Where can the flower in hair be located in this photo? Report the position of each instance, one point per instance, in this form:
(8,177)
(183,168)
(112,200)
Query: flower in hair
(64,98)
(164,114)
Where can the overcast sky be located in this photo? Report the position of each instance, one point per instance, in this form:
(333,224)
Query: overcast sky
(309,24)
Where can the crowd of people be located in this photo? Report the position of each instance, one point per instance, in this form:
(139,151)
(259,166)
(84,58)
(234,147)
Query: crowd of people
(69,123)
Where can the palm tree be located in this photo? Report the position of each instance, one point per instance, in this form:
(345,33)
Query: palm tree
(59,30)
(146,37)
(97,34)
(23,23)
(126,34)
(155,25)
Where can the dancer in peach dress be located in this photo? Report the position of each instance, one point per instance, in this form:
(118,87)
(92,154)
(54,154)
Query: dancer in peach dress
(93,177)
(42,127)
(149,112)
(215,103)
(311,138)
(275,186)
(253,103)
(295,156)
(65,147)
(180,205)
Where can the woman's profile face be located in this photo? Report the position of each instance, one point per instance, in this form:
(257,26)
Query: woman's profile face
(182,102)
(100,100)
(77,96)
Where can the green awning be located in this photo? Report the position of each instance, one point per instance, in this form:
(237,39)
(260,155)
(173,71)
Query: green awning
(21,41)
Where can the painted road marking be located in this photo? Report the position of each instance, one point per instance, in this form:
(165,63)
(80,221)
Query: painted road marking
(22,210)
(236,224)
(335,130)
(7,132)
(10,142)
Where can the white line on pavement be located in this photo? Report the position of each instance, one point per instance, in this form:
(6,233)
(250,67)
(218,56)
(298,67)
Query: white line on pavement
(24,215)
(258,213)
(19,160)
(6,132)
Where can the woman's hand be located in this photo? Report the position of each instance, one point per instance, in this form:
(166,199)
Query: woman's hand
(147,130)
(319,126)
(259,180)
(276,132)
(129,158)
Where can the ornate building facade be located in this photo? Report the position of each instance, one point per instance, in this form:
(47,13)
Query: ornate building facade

──────────

*Directive*: Copy each line exactly, from the line containing "Where can the white" down to the last line of the material, and no other lines.

*The response*:
Where can the white line on pavement be located in this photo? Report the position of each instance, one point per instance, in this form:
(6,233)
(250,67)
(218,56)
(298,67)
Query: white line on pavement
(24,215)
(258,213)
(19,160)
(6,132)
Where can the woman's hand be located in this photo? Report the position of each instance, one point per instance, in this form:
(166,199)
Query: woman's hand
(147,130)
(319,126)
(259,180)
(276,132)
(129,158)
Where can the ornate building facade be located in this photo? Report the position of each instance, one point per instance, in this form:
(47,13)
Query: ornate building facade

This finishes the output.